**Directions for this task:**
Please copy every one of the records below word for word, leaving out the pictures.
----
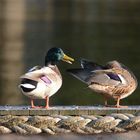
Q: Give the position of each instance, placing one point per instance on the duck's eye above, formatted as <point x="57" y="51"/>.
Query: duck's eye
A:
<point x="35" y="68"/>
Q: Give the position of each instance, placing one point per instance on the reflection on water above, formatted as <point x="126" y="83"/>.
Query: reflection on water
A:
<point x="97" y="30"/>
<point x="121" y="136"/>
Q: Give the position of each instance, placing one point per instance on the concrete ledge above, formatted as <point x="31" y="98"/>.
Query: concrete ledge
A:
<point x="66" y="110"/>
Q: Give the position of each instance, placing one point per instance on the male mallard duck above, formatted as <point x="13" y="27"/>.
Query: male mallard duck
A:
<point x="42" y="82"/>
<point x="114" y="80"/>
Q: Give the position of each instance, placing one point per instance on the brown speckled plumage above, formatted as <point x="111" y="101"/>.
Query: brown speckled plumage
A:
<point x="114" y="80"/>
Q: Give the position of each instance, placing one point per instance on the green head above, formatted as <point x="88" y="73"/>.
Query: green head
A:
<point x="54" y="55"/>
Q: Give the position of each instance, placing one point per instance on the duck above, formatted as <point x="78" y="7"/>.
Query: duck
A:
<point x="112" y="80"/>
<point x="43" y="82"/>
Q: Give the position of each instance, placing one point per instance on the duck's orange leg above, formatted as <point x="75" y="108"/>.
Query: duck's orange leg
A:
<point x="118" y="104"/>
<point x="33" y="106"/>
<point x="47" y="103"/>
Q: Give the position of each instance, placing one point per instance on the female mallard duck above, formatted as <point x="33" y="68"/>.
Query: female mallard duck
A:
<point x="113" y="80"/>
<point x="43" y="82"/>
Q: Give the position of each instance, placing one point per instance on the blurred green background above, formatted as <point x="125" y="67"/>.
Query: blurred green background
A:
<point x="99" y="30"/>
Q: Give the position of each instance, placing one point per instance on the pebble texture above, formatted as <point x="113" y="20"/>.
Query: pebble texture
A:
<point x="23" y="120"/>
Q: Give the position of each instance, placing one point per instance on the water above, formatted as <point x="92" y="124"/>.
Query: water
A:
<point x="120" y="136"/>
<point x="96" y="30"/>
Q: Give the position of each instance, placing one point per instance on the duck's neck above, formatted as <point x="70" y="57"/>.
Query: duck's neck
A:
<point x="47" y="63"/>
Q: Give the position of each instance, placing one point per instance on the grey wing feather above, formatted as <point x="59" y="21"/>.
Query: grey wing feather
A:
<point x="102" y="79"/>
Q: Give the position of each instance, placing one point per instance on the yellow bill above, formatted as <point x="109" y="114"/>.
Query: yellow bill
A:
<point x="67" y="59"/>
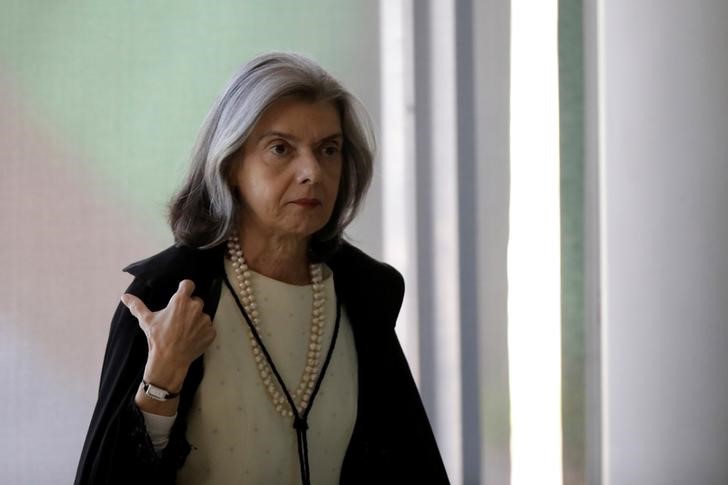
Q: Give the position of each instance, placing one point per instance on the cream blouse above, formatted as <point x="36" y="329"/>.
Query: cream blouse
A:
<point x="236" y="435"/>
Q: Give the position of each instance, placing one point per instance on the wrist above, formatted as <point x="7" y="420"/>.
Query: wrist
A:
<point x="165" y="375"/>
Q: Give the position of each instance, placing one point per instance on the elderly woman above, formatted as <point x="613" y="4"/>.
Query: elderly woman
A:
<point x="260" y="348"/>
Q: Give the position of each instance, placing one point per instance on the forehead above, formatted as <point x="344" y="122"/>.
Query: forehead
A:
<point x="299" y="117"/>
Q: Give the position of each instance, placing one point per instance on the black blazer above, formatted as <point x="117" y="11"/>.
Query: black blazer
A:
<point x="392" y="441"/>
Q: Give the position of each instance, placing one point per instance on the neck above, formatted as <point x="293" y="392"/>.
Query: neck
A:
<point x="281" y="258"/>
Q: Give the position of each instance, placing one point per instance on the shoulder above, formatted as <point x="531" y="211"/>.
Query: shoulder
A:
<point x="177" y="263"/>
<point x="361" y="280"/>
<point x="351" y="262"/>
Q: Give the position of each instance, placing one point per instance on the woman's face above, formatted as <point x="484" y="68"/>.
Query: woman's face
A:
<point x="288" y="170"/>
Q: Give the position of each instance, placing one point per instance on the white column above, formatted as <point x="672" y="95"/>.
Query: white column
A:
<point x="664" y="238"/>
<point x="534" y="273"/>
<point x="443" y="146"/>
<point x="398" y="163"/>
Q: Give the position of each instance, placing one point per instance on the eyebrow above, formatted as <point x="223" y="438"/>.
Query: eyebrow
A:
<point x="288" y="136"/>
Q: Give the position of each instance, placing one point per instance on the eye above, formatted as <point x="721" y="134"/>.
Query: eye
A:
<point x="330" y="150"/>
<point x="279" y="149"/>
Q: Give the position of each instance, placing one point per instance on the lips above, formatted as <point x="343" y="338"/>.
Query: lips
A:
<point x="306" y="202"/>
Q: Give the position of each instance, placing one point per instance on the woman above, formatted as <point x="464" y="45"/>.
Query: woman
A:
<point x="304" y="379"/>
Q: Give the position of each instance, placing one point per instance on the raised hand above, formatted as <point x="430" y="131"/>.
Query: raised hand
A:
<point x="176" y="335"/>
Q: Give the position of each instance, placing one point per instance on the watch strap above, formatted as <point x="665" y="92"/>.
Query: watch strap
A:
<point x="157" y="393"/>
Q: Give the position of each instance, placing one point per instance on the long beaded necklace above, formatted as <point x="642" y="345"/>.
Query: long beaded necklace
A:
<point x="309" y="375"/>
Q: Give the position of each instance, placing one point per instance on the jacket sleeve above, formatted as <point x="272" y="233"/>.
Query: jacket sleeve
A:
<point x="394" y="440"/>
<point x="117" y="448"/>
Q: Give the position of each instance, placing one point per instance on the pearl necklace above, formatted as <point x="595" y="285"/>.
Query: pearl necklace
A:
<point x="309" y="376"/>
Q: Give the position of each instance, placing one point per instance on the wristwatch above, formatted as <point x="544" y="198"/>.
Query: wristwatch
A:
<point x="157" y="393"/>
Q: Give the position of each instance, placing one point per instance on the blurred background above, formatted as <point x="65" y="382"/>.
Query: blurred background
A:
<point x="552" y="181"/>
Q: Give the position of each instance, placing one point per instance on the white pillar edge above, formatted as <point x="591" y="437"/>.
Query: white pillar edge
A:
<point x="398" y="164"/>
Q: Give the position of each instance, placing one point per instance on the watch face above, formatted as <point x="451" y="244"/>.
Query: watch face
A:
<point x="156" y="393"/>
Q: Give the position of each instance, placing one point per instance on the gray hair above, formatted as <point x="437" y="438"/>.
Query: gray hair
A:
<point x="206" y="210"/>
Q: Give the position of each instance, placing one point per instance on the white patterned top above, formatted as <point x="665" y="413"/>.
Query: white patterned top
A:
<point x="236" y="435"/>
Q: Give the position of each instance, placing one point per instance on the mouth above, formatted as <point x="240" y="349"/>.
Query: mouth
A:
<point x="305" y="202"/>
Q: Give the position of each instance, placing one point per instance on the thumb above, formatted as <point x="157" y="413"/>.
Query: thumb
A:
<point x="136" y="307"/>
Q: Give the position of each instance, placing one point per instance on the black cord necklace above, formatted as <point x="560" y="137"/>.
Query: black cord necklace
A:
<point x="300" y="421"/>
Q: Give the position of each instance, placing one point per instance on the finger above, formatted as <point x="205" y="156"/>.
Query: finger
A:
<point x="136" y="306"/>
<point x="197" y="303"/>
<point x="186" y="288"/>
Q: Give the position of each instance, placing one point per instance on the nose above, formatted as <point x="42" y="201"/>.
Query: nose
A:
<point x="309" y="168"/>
----
**Written reply:**
Q: Give the position of each instance, placing one point per instance on the duck's eye above, formatted as <point x="57" y="51"/>.
Query: duck's eye
A:
<point x="35" y="68"/>
Q: Give the position of each instance, placing one point per instance on the reflection on water above, formatted as <point x="126" y="83"/>.
Query: reflection on water
A:
<point x="97" y="30"/>
<point x="121" y="136"/>
Q: Give the position of each instance, placing one point per instance on the concrete ledge above, formatted as <point x="31" y="98"/>.
Query: concrete ledge
A:
<point x="66" y="110"/>
Q: Give the position of each instance, placing one point per instance on the male mallard duck above, formatted as <point x="13" y="27"/>.
Query: male mallard duck
A:
<point x="42" y="82"/>
<point x="114" y="80"/>
Q: Give the position of each instance, placing one point per instance on the brown speckled plumage above, formatted as <point x="111" y="101"/>.
Query: brown speckled plumage
A:
<point x="114" y="80"/>
Q: Give the position of each instance, placing one point per instance on the green head above, formatted as <point x="88" y="73"/>.
Query: green head
A:
<point x="54" y="55"/>
Q: Give the position of each instance, placing one point per instance on the duck above, formatted as <point x="78" y="7"/>.
Query: duck
A:
<point x="112" y="80"/>
<point x="43" y="82"/>
Q: Give the position of each instance, placing one point per instance on the duck's orange leg above, formatted as <point x="75" y="108"/>.
Query: duck's orange leg
A:
<point x="118" y="104"/>
<point x="33" y="106"/>
<point x="47" y="103"/>
Q: Give the position of each instance, placing one point per instance on the female mallard duck above, formatted as <point x="33" y="68"/>.
Query: female mallard duck
A:
<point x="113" y="80"/>
<point x="43" y="82"/>
Q: Give the position of each instance, placing one point per instance on the blurred green background above, formatted as <point x="125" y="67"/>.
Query: blurred green background
A:
<point x="99" y="30"/>
Q: Give the position of each instance, placing one point per instance on the pebble texture above, formatted as <point x="113" y="20"/>.
Query: pebble texture
A:
<point x="23" y="120"/>
Q: Give the position of each instance, placing one point per instance on the water above, formatted as <point x="92" y="124"/>.
Query: water
A:
<point x="120" y="136"/>
<point x="96" y="30"/>
Q: Give the position of each instance, placing one point per instance on the duck's neck above, formatted as <point x="70" y="57"/>.
Query: duck's neck
A:
<point x="47" y="63"/>
Q: Give the position of each instance, placing one point per instance on the grey wing feather above, formatted as <point x="59" y="21"/>.
Query: grey wing feather
A:
<point x="102" y="79"/>
Q: Give the position of each instance, placing one point per instance on the yellow bill above, formatted as <point x="109" y="114"/>.
Query: yellow bill
A:
<point x="67" y="59"/>
Q: Give the position of each instance, placing one point per instance on the cream blouse above, formatted as <point x="36" y="329"/>.
Query: cream blouse
A:
<point x="236" y="435"/>
Q: Give the position of each instance, placing one point per instance on the wrist above, formatted as <point x="7" y="420"/>.
Query: wrist
A:
<point x="165" y="375"/>
Q: Give the position of each instance, placing one point per instance on the elderly woman above, formatted as <point x="613" y="4"/>.
Query: elderly woman
A:
<point x="260" y="348"/>
Q: Give the position of each instance, placing one point per instance on the forehead above, formatted as <point x="344" y="122"/>.
Query: forehead
A:
<point x="299" y="117"/>
Q: Give the position of each instance, placing one point per instance on the black blazer above, formatted as <point x="117" y="11"/>.
Query: black blazer
A:
<point x="392" y="441"/>
Q: Give the position of each instance, placing one point per instance on the neck above, formatted as <point x="293" y="392"/>.
Query: neck
A:
<point x="281" y="258"/>
Q: Give the position of each instance, placing one point per instance on the shoulder above, formatted as <point x="531" y="211"/>.
Query: shoulder
A:
<point x="177" y="263"/>
<point x="361" y="280"/>
<point x="351" y="262"/>
Q: Give the position of each instance, placing one point per instance on the woman's face above, formatted as <point x="484" y="68"/>.
Query: woman's face
A:
<point x="288" y="170"/>
Q: Give the position of each instance, placing one point per instance on the white column above, formatted as <point x="672" y="95"/>.
Query: white column
A:
<point x="664" y="238"/>
<point x="534" y="273"/>
<point x="443" y="146"/>
<point x="398" y="163"/>
Q: Give the position of each instance, placing one point per instance on the eyebrow above, formatted as <point x="223" y="438"/>.
Query: eyebrow
A:
<point x="288" y="136"/>
Q: Give the position of each instance, placing one point per instance on the eye above, formatted as <point x="721" y="134"/>.
Query: eye
A:
<point x="330" y="150"/>
<point x="279" y="149"/>
Q: Give the position of each instance, placing one point per instance on the lips above, formatted as <point x="343" y="338"/>.
Query: lips
A:
<point x="306" y="202"/>
Q: Give the position of each instance, placing one point per instance on the woman above, formatted as <point x="464" y="45"/>.
Query: woman
A:
<point x="304" y="379"/>
Q: Give the position of each instance, placing one point per instance on the raised hand above, formatted as <point x="430" y="131"/>.
Query: raised hand
A:
<point x="176" y="335"/>
Q: Give the position of each instance, placing one point per instance on the watch strap above, formatted as <point x="665" y="92"/>.
Query: watch strap
A:
<point x="157" y="393"/>
Q: Give the position of each instance, placing one point per instance on the long beaded necklace above, formatted as <point x="642" y="345"/>.
Query: long beaded necklace
A:
<point x="309" y="375"/>
Q: Give the position of each instance, placing one point per instance on the jacket sleeve above, formatted as <point x="272" y="233"/>.
Query: jacket sleeve
A:
<point x="394" y="440"/>
<point x="117" y="448"/>
Q: Give the position of each instance, placing one point per instance on the pearl necklace above, formatted as <point x="595" y="285"/>.
Query: pearl necklace
A:
<point x="309" y="376"/>
Q: Give the position of each instance, placing one point per instance on the wristwatch above, formatted as <point x="544" y="198"/>.
Query: wristwatch
A:
<point x="157" y="393"/>
Q: Give the position of each instance, placing one point per instance on the blurred background above, formatted as <point x="65" y="382"/>.
Query: blurred background
A:
<point x="552" y="181"/>
Q: Give the position of each instance, placing one point per instance on the white pillar edge above, formatted as <point x="591" y="437"/>.
Query: white pillar edge
A:
<point x="398" y="164"/>
Q: Give the position of each instance, placing one point per instance on the watch face above, formatted as <point x="451" y="244"/>.
Query: watch face
A:
<point x="156" y="393"/>
Q: Give the position of each instance, placing one point per instance on the gray hair above, formatted as <point x="437" y="438"/>.
Query: gray hair
A:
<point x="206" y="210"/>
Q: Give the position of each instance, placing one point per instance on the white patterned top above, formatted as <point x="665" y="413"/>.
Query: white patterned top
A:
<point x="236" y="435"/>
Q: Give the position of each instance, placing one point per instance on the mouth above, formatted as <point x="240" y="349"/>.
Query: mouth
A:
<point x="305" y="202"/>
Q: Give the position of each instance, placing one point per instance on the thumb above, formatted as <point x="157" y="413"/>.
Query: thumb
A:
<point x="136" y="307"/>
Q: Give the position of each instance, placing one point per instance on the black cord necklace above, formatted as <point x="560" y="137"/>.
Query: black cord necklace
A:
<point x="300" y="421"/>
Q: Give the position of each instance, placing one point per instance on the finger above, formatted as <point x="205" y="156"/>.
Query: finger
A:
<point x="136" y="306"/>
<point x="197" y="303"/>
<point x="186" y="288"/>
Q: Give the position of each instance, placing one point per instance on the nose above, formatted as <point x="42" y="201"/>.
Query: nose
A:
<point x="309" y="168"/>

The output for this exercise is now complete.